AIM OF THE TASK -
Keyword search on "reflection": report each line of the records that contains it.

Point-per-instance localization data:

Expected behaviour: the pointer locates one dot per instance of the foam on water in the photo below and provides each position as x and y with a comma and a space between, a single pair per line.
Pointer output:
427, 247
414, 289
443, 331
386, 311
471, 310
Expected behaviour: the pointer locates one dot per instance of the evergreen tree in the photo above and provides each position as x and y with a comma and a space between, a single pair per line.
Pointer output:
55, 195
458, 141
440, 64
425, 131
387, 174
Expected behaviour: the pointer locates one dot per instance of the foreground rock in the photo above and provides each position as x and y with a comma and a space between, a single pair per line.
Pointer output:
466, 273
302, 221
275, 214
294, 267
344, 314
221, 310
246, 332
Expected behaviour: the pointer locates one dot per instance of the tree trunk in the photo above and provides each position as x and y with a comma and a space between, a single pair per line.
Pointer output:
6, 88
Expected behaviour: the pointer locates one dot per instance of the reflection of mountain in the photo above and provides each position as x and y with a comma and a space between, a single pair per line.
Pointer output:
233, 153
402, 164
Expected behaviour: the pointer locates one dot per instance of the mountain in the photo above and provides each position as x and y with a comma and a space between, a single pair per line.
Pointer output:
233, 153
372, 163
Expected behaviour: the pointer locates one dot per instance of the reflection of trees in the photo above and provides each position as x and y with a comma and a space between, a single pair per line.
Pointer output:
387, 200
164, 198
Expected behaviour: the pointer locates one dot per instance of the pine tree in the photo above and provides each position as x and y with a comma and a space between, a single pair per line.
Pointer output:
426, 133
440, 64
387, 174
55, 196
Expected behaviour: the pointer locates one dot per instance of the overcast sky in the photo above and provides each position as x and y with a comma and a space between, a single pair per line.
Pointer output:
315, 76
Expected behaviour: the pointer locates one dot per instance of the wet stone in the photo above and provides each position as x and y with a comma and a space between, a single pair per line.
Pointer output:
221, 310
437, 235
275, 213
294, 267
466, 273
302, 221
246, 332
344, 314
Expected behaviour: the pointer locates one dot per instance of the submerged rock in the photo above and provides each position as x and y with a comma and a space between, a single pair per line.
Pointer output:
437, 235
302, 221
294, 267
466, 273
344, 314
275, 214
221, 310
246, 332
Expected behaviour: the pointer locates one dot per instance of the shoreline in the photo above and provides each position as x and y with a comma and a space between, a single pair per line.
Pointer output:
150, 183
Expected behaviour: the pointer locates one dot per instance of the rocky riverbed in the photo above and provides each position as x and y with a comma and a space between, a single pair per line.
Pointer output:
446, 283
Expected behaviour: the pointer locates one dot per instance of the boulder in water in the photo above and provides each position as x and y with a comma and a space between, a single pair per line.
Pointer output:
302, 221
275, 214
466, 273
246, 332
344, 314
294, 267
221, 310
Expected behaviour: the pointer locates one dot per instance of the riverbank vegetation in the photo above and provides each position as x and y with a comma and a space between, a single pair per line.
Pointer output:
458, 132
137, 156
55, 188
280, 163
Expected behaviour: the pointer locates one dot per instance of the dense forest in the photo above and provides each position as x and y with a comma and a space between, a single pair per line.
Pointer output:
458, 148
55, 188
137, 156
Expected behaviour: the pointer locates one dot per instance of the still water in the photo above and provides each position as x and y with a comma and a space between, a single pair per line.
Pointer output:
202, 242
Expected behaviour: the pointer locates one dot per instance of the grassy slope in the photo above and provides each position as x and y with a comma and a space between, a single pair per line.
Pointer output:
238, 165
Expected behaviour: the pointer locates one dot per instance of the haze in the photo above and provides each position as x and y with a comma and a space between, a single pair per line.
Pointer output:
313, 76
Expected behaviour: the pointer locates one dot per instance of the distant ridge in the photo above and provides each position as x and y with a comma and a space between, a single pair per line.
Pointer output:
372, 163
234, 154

RESPONSE BELOW -
Expected behaviour: the pointer locates one dot per instance of the reflection of mountain in the photo above and provides each position as x and y with a comma and a space between, a single pair per line.
Expected behaviour: the pointer locates one dot per instance of the reflection of trees in the photo above and provides each position as x and y with a comma and a space between, a single pair per line.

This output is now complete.